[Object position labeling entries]
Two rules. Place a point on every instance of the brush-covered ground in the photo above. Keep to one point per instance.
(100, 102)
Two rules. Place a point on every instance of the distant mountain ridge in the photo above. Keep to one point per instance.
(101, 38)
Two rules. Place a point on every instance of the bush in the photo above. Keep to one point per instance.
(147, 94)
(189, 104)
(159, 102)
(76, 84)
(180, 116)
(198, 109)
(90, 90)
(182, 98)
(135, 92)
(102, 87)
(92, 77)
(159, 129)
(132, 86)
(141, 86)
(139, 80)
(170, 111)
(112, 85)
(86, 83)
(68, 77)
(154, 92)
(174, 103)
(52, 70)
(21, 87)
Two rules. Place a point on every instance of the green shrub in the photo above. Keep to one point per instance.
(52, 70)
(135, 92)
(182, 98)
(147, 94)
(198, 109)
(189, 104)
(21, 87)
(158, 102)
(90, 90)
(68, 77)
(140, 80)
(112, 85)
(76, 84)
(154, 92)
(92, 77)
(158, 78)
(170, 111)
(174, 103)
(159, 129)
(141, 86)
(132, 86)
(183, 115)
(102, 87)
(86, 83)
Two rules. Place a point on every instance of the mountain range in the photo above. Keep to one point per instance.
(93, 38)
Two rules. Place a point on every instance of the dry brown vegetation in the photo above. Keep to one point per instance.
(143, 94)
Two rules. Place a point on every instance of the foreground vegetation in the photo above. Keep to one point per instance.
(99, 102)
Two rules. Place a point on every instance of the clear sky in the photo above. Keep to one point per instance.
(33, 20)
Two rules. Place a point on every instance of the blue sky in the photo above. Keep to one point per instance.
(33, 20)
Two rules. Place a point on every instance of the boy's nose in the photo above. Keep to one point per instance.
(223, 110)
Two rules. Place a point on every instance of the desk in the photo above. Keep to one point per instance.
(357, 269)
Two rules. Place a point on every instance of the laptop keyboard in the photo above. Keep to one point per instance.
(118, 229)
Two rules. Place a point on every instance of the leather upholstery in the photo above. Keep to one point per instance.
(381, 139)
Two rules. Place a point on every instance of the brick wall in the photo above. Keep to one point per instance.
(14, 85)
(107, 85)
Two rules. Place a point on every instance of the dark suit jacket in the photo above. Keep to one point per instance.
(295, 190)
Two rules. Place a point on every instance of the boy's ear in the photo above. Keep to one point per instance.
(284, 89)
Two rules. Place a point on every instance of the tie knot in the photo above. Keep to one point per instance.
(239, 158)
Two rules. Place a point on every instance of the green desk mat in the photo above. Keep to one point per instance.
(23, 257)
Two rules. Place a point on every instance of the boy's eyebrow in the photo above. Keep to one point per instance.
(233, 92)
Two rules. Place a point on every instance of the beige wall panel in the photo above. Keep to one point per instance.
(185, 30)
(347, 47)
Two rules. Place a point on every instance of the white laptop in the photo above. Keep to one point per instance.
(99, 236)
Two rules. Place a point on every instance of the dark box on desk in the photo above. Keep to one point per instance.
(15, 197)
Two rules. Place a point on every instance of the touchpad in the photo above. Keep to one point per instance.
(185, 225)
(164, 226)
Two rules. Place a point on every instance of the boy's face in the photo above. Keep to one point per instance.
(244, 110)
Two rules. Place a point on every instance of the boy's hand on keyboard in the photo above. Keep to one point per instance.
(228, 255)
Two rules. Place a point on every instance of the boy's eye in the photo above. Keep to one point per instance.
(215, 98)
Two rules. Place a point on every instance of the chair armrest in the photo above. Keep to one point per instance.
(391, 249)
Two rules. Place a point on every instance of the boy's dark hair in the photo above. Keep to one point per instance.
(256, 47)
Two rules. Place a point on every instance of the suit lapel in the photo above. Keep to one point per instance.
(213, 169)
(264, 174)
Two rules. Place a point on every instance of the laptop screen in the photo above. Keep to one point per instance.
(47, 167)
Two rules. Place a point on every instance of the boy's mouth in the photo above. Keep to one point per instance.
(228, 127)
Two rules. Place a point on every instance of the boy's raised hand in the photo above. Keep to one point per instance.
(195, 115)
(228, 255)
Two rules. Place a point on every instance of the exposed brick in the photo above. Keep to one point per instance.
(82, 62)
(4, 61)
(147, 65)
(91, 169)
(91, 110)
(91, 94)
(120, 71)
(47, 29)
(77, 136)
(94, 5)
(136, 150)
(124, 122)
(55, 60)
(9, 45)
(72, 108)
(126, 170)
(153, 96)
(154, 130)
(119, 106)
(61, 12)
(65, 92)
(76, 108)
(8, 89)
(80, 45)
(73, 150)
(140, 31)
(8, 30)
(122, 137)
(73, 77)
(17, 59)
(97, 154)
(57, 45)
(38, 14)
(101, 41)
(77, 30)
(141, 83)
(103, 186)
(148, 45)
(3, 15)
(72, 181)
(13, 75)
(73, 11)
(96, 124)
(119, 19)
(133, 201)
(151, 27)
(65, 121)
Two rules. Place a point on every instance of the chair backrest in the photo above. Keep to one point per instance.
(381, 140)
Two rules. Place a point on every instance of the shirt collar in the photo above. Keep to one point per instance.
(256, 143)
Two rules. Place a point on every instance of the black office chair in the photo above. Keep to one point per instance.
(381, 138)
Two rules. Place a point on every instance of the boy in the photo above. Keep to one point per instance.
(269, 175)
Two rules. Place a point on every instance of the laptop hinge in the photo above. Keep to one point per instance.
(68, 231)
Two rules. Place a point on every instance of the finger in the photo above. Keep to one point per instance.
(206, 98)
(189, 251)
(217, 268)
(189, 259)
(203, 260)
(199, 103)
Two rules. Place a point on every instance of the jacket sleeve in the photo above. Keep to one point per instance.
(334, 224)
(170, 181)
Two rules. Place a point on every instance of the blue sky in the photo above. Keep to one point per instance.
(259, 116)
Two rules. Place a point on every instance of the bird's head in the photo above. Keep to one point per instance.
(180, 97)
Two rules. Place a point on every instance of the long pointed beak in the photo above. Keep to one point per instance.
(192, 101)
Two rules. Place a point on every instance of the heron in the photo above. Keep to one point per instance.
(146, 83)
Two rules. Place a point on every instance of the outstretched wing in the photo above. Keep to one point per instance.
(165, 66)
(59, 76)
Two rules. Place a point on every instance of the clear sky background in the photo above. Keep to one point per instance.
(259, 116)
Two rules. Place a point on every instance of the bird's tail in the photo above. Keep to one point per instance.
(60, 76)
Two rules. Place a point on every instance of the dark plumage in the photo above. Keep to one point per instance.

Task goal: Recopy the whole listing exactly.

Written response:
Two rules. Place a point on every instance of the brush-covered ground in the photo above. Keep to one point per instance.
(100, 102)
Two rules. Place a point on every instance of the distant mountain ridge in the photo above. Keep to one point per instance.
(101, 38)
Two rules. Place a point on every instance of the bush in the photo above. Keep to one point per instance.
(147, 94)
(189, 104)
(159, 102)
(76, 84)
(180, 116)
(198, 109)
(90, 90)
(182, 98)
(135, 92)
(102, 87)
(92, 77)
(159, 129)
(132, 86)
(141, 86)
(139, 80)
(170, 111)
(112, 85)
(86, 83)
(68, 77)
(154, 92)
(174, 103)
(52, 70)
(21, 87)
Two rules. Place a point on every instance of the green shrub in the photo above. Keep to one point per instance.
(52, 70)
(135, 92)
(182, 98)
(147, 94)
(198, 109)
(189, 104)
(21, 87)
(158, 102)
(90, 90)
(68, 77)
(140, 80)
(112, 85)
(76, 84)
(154, 92)
(92, 77)
(158, 78)
(170, 111)
(174, 103)
(159, 129)
(141, 86)
(132, 86)
(183, 115)
(102, 87)
(86, 83)
Two rules. Place a point on every instance of the mountain range in the photo above. Keep to one point per instance.
(93, 38)
Two rules. Place a point on every instance of the dry brown vegetation in the photo above. Keep to one point per instance.
(143, 94)
Two rules. Place a point on every instance of the foreground vegetation in the photo above. Keep to one point per instance.
(99, 102)
Two rules. Place a point on every instance of the clear sky in the photo above. Keep to one point per instance.
(33, 20)
Two rules. Place a point on every instance of the blue sky in the photo above. Keep to one point per instance.
(33, 20)
Two rules. Place a point on every instance of the boy's nose in the photo above. Keep to one point per instance.
(223, 110)
Two rules. Place a point on every instance of the desk in the photo above. Keep to one point per instance.
(357, 269)
Two rules. Place a point on every instance of the laptop keyboard in the photo above. Keep to one point per instance.
(118, 229)
Two rules. Place a point on every instance of the leather upholstery in the photo above. Keep to one point per instance.
(381, 139)
Two rules. Place a point on every instance of the brick wall in the photo above. Keep to one point per instance.
(14, 85)
(107, 85)
Two rules. Place a point on every instance of the dark suit jacket in the photo above. Keep to one point per instance.
(295, 190)
Two rules. Place a point on every instance of the boy's ear in the photo above. Keep to one point per instance.
(284, 89)
Two rules. Place a point on every instance of the tie knot in the photo above. Keep to one point per instance.
(239, 158)
Two rules. Place a point on every instance of the green desk mat in the photo above. Keep to one point per instance.
(23, 257)
Two rules. Place a point on every instance of the boy's eyebrow in the photo above. Keep to one point per instance.
(233, 92)
Two rules. Place a point on every instance of the beige wall panel in the photo above. Keep to one point per instance.
(185, 30)
(347, 47)
Two rules. Place a point on every instance of the white laptop in the photo above. Keep to one point per instance.
(99, 236)
Two rules. Place a point on every instance of the dark box on desk in the photo above. Keep to one point per instance.
(15, 197)
Two rules. Place a point on every instance of the touchpad in the photo above. Keep to one point per instance.
(185, 225)
(164, 226)
Two rules. Place a point on every instance of the boy's face in the photo above. Keep to one point per instance.
(244, 110)
Two rules. Place a point on every instance of the boy's hand on keyboard in the photo above. Keep to one point per instance.
(228, 255)
Two rules. Place a point on every instance of the boy's eye in the photo above. Keep to one point per instance.
(215, 98)
Two rules. Place a point on every instance of the chair armrest in the photo above. Keep to one point per instance.
(391, 249)
Two rules. Place a point on every instance of the boy's dark hair in the photo above. Keep to one point per instance.
(256, 47)
Two rules. Place a point on every instance of the suit lapel in the photo above. Keep to one point per instance.
(213, 169)
(264, 174)
Two rules. Place a point on every instance of the laptop screen in the photo above. Keep to one point per instance.
(47, 167)
Two rules. Place a point on every instance of the boy's mouth in the photo above. Keep to one point per instance.
(228, 127)
Two rules. Place a point on every instance of the boy's raised hand in the photo above. Keep to one point per instance.
(195, 115)
(228, 255)
Two rules. Place a point on every instance of the exposed brick in the photo above. Keep to one point per instance.
(82, 62)
(4, 61)
(147, 65)
(91, 169)
(91, 110)
(91, 94)
(120, 71)
(47, 29)
(77, 136)
(94, 5)
(136, 150)
(124, 122)
(55, 60)
(9, 45)
(72, 108)
(126, 170)
(153, 96)
(154, 130)
(119, 106)
(61, 12)
(65, 92)
(76, 108)
(8, 89)
(80, 45)
(73, 150)
(140, 31)
(8, 30)
(122, 137)
(73, 77)
(17, 59)
(97, 154)
(57, 45)
(38, 14)
(101, 41)
(77, 30)
(141, 83)
(103, 186)
(148, 45)
(3, 15)
(72, 181)
(13, 75)
(73, 11)
(96, 124)
(119, 19)
(133, 201)
(151, 27)
(65, 121)
Two rules. Place a point on every instance of the chair backrest in the photo above. Keep to one point per instance.
(381, 140)
Two rules. Place a point on every instance of the shirt collar in the photo above. Keep to one point per instance.
(256, 143)
Two rules. Place a point on every instance of the black office chair in the photo above. Keep to one point per instance.
(381, 138)
Two rules. Place a point on every instance of the boy in the photo above. Keep to one point per instance.
(269, 175)
Two rules. Place a point on every instance of the laptop hinge in the photo above. Keep to one point per instance.
(68, 231)
Two rules. Place a point on every instance of the finger in the photo above. Keep to one point per instance.
(206, 98)
(189, 251)
(217, 268)
(189, 259)
(203, 260)
(199, 103)
Two rules. Place a point on every instance of the jacket sleeve in the photo above. Keep to one point per instance.
(334, 224)
(170, 181)
Two rules. Place a point on every instance of the blue sky in the photo above. Keep to one point per instance.
(259, 116)
Two rules. Place a point on every instance of the bird's head in the photo above. Keep to one point per instance.
(180, 97)
Two rules. Place a point on every instance of the long pointed beak in the photo above. Keep to one point per instance.
(192, 101)
Two rules. Place a point on every instance of the heron in the photo above. Keep to one point per instance.
(146, 83)
Two rules. Place a point on every instance of the outstretched wing in the photo above. Keep to one point per instance.
(165, 66)
(59, 76)
Two rules. Place a point on every instance of the clear sky background in the photo above. Keep to one point per instance.
(259, 116)
Two rules. Place a point on every instance of the bird's tail in the photo above. Keep to one point per instance.
(60, 76)
Two rules. Place a point on every instance of the dark plumage in the photo above. Keep to one point per instance.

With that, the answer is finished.